• AIM OF THE EXERCISE:
The answer must be the full listing, repeated exactly.

• RECORDS FOR THIS TASK:
=== Section Start ===

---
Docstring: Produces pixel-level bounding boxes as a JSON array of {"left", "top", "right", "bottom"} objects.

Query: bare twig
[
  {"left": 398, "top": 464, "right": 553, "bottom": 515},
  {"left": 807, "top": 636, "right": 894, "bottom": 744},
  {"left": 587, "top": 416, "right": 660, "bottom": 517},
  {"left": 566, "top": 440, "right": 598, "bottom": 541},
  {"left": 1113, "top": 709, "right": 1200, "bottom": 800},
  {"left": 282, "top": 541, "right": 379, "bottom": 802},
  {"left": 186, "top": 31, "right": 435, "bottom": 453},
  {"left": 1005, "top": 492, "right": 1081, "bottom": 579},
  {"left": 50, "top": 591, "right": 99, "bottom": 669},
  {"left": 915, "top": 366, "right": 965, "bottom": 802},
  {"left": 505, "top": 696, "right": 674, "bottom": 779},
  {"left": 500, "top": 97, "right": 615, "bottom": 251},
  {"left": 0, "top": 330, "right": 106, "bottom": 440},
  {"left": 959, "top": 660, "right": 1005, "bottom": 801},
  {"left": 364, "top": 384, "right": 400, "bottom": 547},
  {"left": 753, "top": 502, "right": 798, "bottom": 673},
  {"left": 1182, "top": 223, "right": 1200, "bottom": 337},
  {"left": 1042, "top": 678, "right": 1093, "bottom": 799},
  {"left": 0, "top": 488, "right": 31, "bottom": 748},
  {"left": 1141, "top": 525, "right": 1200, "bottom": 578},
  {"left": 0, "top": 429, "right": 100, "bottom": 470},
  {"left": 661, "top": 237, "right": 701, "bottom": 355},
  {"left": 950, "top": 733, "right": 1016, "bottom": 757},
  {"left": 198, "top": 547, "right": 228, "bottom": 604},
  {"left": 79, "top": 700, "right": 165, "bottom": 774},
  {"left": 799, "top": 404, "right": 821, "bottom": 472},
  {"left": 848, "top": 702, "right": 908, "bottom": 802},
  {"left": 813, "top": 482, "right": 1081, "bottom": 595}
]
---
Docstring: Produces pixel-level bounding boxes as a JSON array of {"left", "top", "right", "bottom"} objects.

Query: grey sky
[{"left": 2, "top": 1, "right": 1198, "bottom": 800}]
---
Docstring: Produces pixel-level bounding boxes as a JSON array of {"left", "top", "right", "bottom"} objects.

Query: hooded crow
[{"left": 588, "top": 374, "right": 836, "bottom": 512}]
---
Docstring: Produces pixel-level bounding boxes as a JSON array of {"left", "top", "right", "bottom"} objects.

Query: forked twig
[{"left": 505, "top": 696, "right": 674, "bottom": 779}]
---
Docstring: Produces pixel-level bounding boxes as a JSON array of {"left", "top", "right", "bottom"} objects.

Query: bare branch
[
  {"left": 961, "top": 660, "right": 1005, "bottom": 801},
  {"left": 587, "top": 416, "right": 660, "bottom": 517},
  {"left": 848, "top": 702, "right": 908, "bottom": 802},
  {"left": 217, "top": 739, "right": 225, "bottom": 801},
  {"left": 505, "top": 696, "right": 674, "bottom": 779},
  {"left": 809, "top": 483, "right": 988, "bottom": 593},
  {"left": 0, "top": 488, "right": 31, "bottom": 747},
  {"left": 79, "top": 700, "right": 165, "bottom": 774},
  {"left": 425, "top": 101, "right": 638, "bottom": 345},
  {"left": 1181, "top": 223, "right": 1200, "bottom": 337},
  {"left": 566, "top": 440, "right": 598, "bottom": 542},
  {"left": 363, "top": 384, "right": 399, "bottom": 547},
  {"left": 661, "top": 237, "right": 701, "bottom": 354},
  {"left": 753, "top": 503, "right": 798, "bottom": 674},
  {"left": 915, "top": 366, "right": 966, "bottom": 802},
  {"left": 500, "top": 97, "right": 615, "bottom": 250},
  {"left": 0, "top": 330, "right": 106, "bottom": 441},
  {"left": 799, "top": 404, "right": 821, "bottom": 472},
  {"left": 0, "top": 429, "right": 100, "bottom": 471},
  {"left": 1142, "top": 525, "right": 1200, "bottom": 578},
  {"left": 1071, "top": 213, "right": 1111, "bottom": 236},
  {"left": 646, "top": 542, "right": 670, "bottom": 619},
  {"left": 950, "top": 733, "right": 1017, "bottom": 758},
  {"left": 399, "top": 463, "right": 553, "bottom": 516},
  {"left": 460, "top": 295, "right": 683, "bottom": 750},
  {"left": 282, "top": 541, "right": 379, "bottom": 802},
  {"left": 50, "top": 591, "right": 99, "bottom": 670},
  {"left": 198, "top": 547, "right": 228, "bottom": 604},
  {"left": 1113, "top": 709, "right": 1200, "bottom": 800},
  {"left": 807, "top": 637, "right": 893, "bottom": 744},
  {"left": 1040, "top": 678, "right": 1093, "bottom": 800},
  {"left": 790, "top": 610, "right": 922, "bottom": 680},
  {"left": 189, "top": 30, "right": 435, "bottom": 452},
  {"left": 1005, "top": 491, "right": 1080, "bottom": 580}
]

=== Section End ===

• RESULT FOR THIS TASK:
---
Docstring: Produces pixel-level bounding boxes as a JSON array of {"left", "top", "right", "bottom"} objects.

Query: bare twig
[
  {"left": 398, "top": 464, "right": 553, "bottom": 515},
  {"left": 807, "top": 636, "right": 894, "bottom": 744},
  {"left": 587, "top": 416, "right": 660, "bottom": 517},
  {"left": 566, "top": 440, "right": 598, "bottom": 541},
  {"left": 1113, "top": 709, "right": 1200, "bottom": 800},
  {"left": 282, "top": 541, "right": 379, "bottom": 802},
  {"left": 186, "top": 31, "right": 435, "bottom": 453},
  {"left": 1005, "top": 492, "right": 1081, "bottom": 579},
  {"left": 50, "top": 591, "right": 99, "bottom": 669},
  {"left": 915, "top": 366, "right": 965, "bottom": 802},
  {"left": 505, "top": 696, "right": 674, "bottom": 779},
  {"left": 500, "top": 97, "right": 615, "bottom": 251},
  {"left": 0, "top": 330, "right": 106, "bottom": 440},
  {"left": 959, "top": 660, "right": 1005, "bottom": 801},
  {"left": 364, "top": 384, "right": 400, "bottom": 547},
  {"left": 753, "top": 502, "right": 798, "bottom": 673},
  {"left": 1182, "top": 223, "right": 1200, "bottom": 337},
  {"left": 1042, "top": 678, "right": 1093, "bottom": 799},
  {"left": 0, "top": 488, "right": 31, "bottom": 748},
  {"left": 1141, "top": 525, "right": 1200, "bottom": 578},
  {"left": 0, "top": 429, "right": 100, "bottom": 470},
  {"left": 661, "top": 237, "right": 701, "bottom": 355},
  {"left": 950, "top": 733, "right": 1016, "bottom": 757},
  {"left": 198, "top": 547, "right": 228, "bottom": 604},
  {"left": 79, "top": 700, "right": 165, "bottom": 774},
  {"left": 799, "top": 404, "right": 821, "bottom": 472},
  {"left": 848, "top": 702, "right": 908, "bottom": 802},
  {"left": 813, "top": 482, "right": 1081, "bottom": 595}
]
---
Docstring: Produces pixel-level bounding boxes as a JSON array of {"left", "top", "right", "bottom"} objects.

Query: grey sky
[{"left": 2, "top": 1, "right": 1198, "bottom": 800}]
---
Docstring: Produces pixel-level bounding boxes as a JSON array of {"left", "top", "right", "bottom"} objects.

Query: hooded crow
[{"left": 588, "top": 374, "right": 836, "bottom": 512}]
---
Docstring: Produces pixel-level bounding boxes as a JSON array of {"left", "top", "right", "bottom"} objects.

Query: forked twig
[{"left": 505, "top": 696, "right": 674, "bottom": 779}]
---
Docstring: Produces pixel-level bounding boxes as a JSON array of {"left", "top", "right", "bottom"} objects.

Query: bare branch
[
  {"left": 961, "top": 660, "right": 1005, "bottom": 801},
  {"left": 587, "top": 416, "right": 660, "bottom": 517},
  {"left": 848, "top": 702, "right": 908, "bottom": 802},
  {"left": 217, "top": 739, "right": 225, "bottom": 801},
  {"left": 505, "top": 696, "right": 674, "bottom": 779},
  {"left": 809, "top": 483, "right": 988, "bottom": 593},
  {"left": 0, "top": 488, "right": 31, "bottom": 747},
  {"left": 79, "top": 700, "right": 165, "bottom": 774},
  {"left": 425, "top": 101, "right": 638, "bottom": 345},
  {"left": 1181, "top": 223, "right": 1200, "bottom": 337},
  {"left": 566, "top": 440, "right": 598, "bottom": 542},
  {"left": 363, "top": 384, "right": 399, "bottom": 547},
  {"left": 661, "top": 237, "right": 701, "bottom": 354},
  {"left": 753, "top": 503, "right": 798, "bottom": 674},
  {"left": 915, "top": 366, "right": 966, "bottom": 802},
  {"left": 500, "top": 97, "right": 615, "bottom": 250},
  {"left": 0, "top": 330, "right": 106, "bottom": 441},
  {"left": 799, "top": 404, "right": 821, "bottom": 472},
  {"left": 0, "top": 429, "right": 100, "bottom": 471},
  {"left": 1142, "top": 525, "right": 1200, "bottom": 578},
  {"left": 1071, "top": 213, "right": 1111, "bottom": 236},
  {"left": 646, "top": 542, "right": 670, "bottom": 619},
  {"left": 950, "top": 733, "right": 1017, "bottom": 758},
  {"left": 399, "top": 463, "right": 553, "bottom": 516},
  {"left": 460, "top": 295, "right": 683, "bottom": 750},
  {"left": 282, "top": 541, "right": 379, "bottom": 802},
  {"left": 50, "top": 591, "right": 99, "bottom": 670},
  {"left": 198, "top": 547, "right": 228, "bottom": 604},
  {"left": 1113, "top": 709, "right": 1200, "bottom": 800},
  {"left": 807, "top": 637, "right": 893, "bottom": 744},
  {"left": 1040, "top": 678, "right": 1093, "bottom": 800},
  {"left": 790, "top": 610, "right": 922, "bottom": 680},
  {"left": 189, "top": 30, "right": 435, "bottom": 452},
  {"left": 1005, "top": 491, "right": 1080, "bottom": 580}
]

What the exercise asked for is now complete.